DIRECTIONS: Reproduce every line of the records below without changing anything.
--- EXERCISE INPUT ---
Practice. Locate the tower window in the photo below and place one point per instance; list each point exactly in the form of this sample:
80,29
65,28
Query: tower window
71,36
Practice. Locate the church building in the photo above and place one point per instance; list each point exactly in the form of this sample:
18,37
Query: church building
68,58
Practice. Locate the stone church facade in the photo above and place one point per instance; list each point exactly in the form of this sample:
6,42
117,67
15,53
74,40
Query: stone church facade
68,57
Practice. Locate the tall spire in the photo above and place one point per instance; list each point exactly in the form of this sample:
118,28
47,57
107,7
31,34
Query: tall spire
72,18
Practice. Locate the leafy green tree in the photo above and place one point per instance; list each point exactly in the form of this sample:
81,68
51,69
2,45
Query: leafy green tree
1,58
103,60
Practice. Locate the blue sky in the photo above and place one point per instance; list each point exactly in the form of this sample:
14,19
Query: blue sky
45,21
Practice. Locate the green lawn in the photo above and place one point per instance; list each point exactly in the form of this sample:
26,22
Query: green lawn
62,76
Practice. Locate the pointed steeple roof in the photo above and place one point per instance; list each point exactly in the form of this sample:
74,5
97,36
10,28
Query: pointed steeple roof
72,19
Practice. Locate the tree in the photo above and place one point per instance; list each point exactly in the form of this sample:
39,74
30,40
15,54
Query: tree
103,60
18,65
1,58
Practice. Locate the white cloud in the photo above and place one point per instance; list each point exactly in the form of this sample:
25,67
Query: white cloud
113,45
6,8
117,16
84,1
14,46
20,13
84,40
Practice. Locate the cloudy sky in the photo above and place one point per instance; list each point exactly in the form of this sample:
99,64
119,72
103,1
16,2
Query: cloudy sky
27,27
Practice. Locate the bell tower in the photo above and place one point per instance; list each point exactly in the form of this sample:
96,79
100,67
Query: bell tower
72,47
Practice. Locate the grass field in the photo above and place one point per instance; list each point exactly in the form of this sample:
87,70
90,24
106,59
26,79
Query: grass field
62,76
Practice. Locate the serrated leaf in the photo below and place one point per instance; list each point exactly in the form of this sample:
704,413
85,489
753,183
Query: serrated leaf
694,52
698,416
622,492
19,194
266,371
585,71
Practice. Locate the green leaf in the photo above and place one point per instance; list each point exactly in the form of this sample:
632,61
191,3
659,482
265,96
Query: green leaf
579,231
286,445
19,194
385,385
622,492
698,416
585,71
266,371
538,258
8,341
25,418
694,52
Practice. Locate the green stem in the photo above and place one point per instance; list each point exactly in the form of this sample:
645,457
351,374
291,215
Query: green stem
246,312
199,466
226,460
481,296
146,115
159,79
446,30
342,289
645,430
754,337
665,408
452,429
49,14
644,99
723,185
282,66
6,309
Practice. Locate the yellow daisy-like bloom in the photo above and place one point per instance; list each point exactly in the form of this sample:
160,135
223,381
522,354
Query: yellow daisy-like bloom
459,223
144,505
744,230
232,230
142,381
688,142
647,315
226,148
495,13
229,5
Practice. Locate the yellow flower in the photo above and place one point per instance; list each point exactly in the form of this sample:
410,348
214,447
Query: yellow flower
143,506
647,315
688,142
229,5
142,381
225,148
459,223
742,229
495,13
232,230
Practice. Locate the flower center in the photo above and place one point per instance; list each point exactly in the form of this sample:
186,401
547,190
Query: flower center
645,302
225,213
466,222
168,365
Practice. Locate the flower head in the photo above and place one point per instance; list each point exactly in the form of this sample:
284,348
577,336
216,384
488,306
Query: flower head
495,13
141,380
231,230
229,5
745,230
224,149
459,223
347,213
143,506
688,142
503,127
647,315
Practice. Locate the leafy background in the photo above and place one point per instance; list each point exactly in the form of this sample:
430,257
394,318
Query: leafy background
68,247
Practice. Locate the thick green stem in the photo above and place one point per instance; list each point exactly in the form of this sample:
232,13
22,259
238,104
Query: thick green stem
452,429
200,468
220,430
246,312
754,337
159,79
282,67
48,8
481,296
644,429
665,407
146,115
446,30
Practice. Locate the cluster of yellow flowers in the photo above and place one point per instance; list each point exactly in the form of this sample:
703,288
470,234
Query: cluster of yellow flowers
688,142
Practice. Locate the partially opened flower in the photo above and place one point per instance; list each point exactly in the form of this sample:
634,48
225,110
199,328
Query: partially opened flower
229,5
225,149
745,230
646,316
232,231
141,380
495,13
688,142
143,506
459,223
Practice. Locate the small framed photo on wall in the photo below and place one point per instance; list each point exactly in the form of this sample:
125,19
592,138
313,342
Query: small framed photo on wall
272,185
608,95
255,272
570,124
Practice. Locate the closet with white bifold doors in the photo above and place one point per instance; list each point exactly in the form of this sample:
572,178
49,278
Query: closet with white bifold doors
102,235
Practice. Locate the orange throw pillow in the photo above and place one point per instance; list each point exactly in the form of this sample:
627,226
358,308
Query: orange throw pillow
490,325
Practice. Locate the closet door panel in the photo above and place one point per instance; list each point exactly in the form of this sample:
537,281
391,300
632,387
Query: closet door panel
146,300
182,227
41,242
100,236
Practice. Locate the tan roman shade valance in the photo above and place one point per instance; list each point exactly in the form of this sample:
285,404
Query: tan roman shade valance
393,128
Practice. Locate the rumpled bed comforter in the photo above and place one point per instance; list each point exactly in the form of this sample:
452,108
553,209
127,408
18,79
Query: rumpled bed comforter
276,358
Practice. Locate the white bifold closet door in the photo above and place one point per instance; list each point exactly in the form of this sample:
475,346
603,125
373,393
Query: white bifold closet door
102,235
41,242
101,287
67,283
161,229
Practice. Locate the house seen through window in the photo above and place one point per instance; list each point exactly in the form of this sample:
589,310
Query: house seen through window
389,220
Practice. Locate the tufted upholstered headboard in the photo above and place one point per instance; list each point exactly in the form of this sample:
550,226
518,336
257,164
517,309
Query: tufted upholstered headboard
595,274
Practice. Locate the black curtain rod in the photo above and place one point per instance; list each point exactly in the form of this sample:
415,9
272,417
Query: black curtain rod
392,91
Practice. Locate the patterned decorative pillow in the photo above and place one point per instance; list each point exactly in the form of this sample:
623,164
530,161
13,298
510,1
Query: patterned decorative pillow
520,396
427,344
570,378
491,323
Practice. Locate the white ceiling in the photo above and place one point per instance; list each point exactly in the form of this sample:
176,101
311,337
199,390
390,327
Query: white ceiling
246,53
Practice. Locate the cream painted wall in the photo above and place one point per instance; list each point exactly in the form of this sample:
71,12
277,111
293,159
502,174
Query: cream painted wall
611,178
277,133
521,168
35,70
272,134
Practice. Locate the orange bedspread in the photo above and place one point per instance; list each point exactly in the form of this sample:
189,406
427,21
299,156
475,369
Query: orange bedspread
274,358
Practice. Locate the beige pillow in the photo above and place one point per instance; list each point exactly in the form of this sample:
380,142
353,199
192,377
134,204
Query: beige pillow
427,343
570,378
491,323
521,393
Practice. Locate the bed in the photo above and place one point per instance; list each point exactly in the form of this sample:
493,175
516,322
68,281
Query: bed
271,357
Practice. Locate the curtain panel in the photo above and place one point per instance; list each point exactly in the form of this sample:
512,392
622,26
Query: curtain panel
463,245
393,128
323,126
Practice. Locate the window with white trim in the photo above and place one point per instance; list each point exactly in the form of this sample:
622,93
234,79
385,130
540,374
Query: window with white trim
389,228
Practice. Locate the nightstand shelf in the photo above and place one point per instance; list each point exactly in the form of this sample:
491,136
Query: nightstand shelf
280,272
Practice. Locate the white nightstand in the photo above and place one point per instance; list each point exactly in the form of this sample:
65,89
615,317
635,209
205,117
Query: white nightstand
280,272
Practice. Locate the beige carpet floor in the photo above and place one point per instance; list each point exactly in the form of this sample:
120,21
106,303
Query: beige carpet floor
---
RESULT OF THE EXERCISE:
Practice. Locate the tower window in the photo below and place one point per instance; list each point exactly in the form of this sample:
80,29
65,28
Query: tower window
71,36
Practice. Locate the church building in the photo above and place one point per instance; list each point exactly in the form of this sample:
18,37
Query: church building
68,58
Practice. Locate the stone church facade in the photo above and place one point per instance; list each point exactly in the form of this sample:
6,42
117,67
15,53
74,40
Query: stone church facade
68,57
Practice. Locate the tall spire in the photo above and place one point per instance; list each point exactly in the form of this sample:
118,28
47,57
107,7
31,34
Query: tall spire
72,18
Practice. Locate the leafy green tree in the photo above and place one point per instance; list each point exactly in the form of this sample:
81,68
51,69
2,45
Query: leafy green tree
1,58
103,60
Practice. Locate the blue sky in the photo above and place one point per instance; list each point exactly in the form of this sample:
14,19
Query: blue sky
45,21
Practice. Locate the green lawn in the photo above and place one point per instance; list each point exactly in the form of this sample:
26,22
Query: green lawn
62,76
Practice. Locate the pointed steeple roof in the photo above and place one point per instance; list each point exactly in the form of this sample:
74,5
97,36
10,28
Query: pointed steeple roof
72,19
Practice. Locate the tree in the photo above and place one point per instance; list each point exactly in the form of this sample:
39,74
30,40
15,54
Query: tree
103,60
18,65
1,58
Practice. Locate the white cloud in the photo above and place one point per instance; list each point exactly in the form of this sample:
25,67
Query: white cloud
113,45
6,8
117,16
84,1
14,46
20,13
84,40
Practice. Locate the cloudy sky in the photo above and place one point per instance; list each point exactly in the form of this sample:
99,64
119,72
103,1
16,2
Query: cloudy sky
27,27
Practice. Locate the bell tower in the photo above and place one point per instance; list each point exactly in the form of this sample:
96,79
100,67
Query: bell tower
72,47
Practice. Locate the grass field in the photo above and place one point per instance; list each point exactly in the form of this sample:
87,70
90,24
106,59
26,79
Query: grass field
62,76
Practice. Locate the serrated leaf in the photo below and place one point per instance; list each point exactly in the form of this sample:
704,413
85,489
753,183
Query: serrated leaf
694,52
698,416
622,492
19,194
266,371
585,71
Practice. Locate the green leaf in the photo above and place one point per instance; list each point exactly in the form of this sample:
632,61
191,3
659,482
265,96
Query: green leaf
579,231
286,445
19,194
385,385
622,492
698,416
585,71
266,371
538,258
8,341
25,418
694,52
Practice. Locate the green stem in the photo above and place one point per instance; list each point exactly in the form of this sample:
645,457
351,374
291,215
Query: green stem
246,312
199,466
226,460
481,296
146,115
159,79
446,30
342,289
645,430
754,337
665,408
452,429
49,14
644,99
723,185
282,66
6,309
Practice. Locate the yellow daisy-like bloom in the photo above and place one point per instance; list each point exactly in the form of this sample:
160,135
223,381
522,354
Query: yellow daisy-like bloom
459,223
144,505
744,230
232,230
142,381
688,142
647,315
226,148
495,13
229,5
Practice. Locate the yellow flower in the photo above and place one point per instance; list each point exactly in the form of this sample:
410,348
214,447
Query: yellow flower
143,506
647,315
688,142
229,5
142,381
225,148
459,223
742,229
495,13
232,230
Practice. Locate the flower center in the photo above and place one point per instance; list each point exactly in the form of this sample:
186,401
547,190
Query: flower center
645,302
225,213
466,222
168,365
Practice. Locate the flower head in the photo above and place one point per instance; list each point exactly in the form of this sample:
284,348
577,336
216,384
488,306
Query: flower head
495,13
141,380
231,230
229,5
745,230
224,149
459,223
347,213
143,506
688,142
503,127
647,315
Practice. Locate the leafy background in the photo above and place one point per instance; list each point exactly in the form of this sample:
430,257
394,318
Query: leafy background
68,247
Practice. Locate the thick green stem in the photo above and place one point per instance; list each point exactly in the form of this sample:
232,13
22,259
238,104
Query: thick green stem
452,429
200,468
220,430
246,312
754,337
159,79
282,67
48,8
481,296
644,429
665,407
146,115
446,30
Practice. Locate the cluster of yellow flowers in the photo above and place one point per instance; list each point exactly in the form of this sample:
703,288
470,234
Query: cluster of yellow flowers
688,142
Practice. Locate the partially opened flower in the photo above and place one point per instance; list each point exactly in the form of this sample:
634,48
225,110
199,328
Query: partially opened flower
229,5
225,149
745,230
646,316
232,231
141,380
495,13
688,142
143,506
459,223
Practice. Locate the small framed photo on wall in the photo below and place one point per instance; list each point exactly in the form of this sample:
125,19
592,138
313,342
Query: small framed photo on wall
272,185
608,95
255,272
570,124
Practice. Locate the closet with white bifold doors in the photo above and place one point per instance; list each point exactly in the form of this sample:
572,178
49,278
Query: closet with white bifold doors
102,235
Practice. Locate the orange throw pillow in the photo above and place one point per instance; list each point exactly in the form of this sample:
627,226
358,308
Query: orange throw pillow
490,325
Practice. Locate the closet door panel in the photo above and place one point per instance; list each point exactly in the form of this sample:
537,281
391,300
632,387
Query: closet door panel
146,300
182,227
41,242
100,236
Practice. Locate the tan roman shade valance in the photo above and place one point per instance; list each point exactly in the form of this sample:
285,404
Query: tan roman shade valance
393,128
Practice. Locate the rumpled bed comforter in the photo above and place one point per instance; list each point exactly in the form of this sample:
452,108
553,209
127,408
18,79
Query: rumpled bed comforter
276,358
Practice. Locate the white bifold closet door in the photo above and place one point per instance; list each point exactly in the form of this sample:
475,346
603,125
373,393
Query: white bifold closet door
102,235
41,242
101,287
67,283
161,229
Practice. Locate the house seen through window in the photo above and place one point per instance; list each point exactly in the form of this sample:
589,310
Query: house seen through window
389,220
Practice. Locate the tufted upholstered headboard in the photo above and place one point per instance; list each point exactly in the form of this sample:
550,226
518,336
257,164
517,309
Query: tufted upholstered headboard
595,274
Practice. Locate the black curtain rod in the photo above and place one point per instance; list each point exactly in the form of this sample:
415,9
272,417
Query: black curtain rod
392,91
Practice. Locate the patterned decorative pillow in the photo above and place one point per instance; list each point exactly in the form of this sample:
623,164
530,161
13,298
510,1
Query: patterned decorative pillow
520,396
427,344
570,378
491,323
Practice. Locate the white ceiling in the photo above and place one point per instance; list each point exactly in the form of this sample:
176,101
311,337
199,390
390,327
Query: white ceiling
246,53
Practice. Locate the cream painted wall in the photo above and place one point per instance; list each point exactly in the form of this sample:
71,12
277,111
293,159
502,174
Query: cream painted wall
611,178
277,133
521,168
35,70
272,134
Practice. Locate the orange bedspread in the photo above and place one point per instance; list each point exactly in the form of this sample:
189,406
427,21
299,156
475,369
Query: orange bedspread
274,358
Practice. Locate the beige pillow in the photo above and place one point per instance; list each point exactly in the form of this sample:
380,142
353,199
192,377
134,204
Query: beige pillow
427,343
570,378
491,323
521,393
Practice. Locate the bed in the photo above and place one point per instance; list each point exactly in the form of this sample:
493,175
516,322
68,281
Query: bed
271,357
Practice. Locate the curtain panel in the photo above and place one point per instance; list each point exactly in the form of this sample:
512,392
622,26
Query: curtain panel
463,245
393,128
323,126
Practice. Locate the window with white trim in the photo above and place one point per instance; list each point exactly in the form of this sample:
622,93
234,79
385,130
540,374
Query: window with white trim
389,228
Practice. Locate the nightstand shelf in the photo above and place one point per instance; list each point exactly in the form of this sample:
491,136
Query: nightstand shelf
280,272
Practice. Locate the white nightstand in the photo above and place one point per instance; list each point exactly in the form of this sample:
65,89
615,317
635,209
205,117
Query: white nightstand
280,272
Practice. Locate the beige carpet floor in the photo above and place one point per instance; list each point exactly in the form of this sample:
120,21
106,303
Query: beige carpet floor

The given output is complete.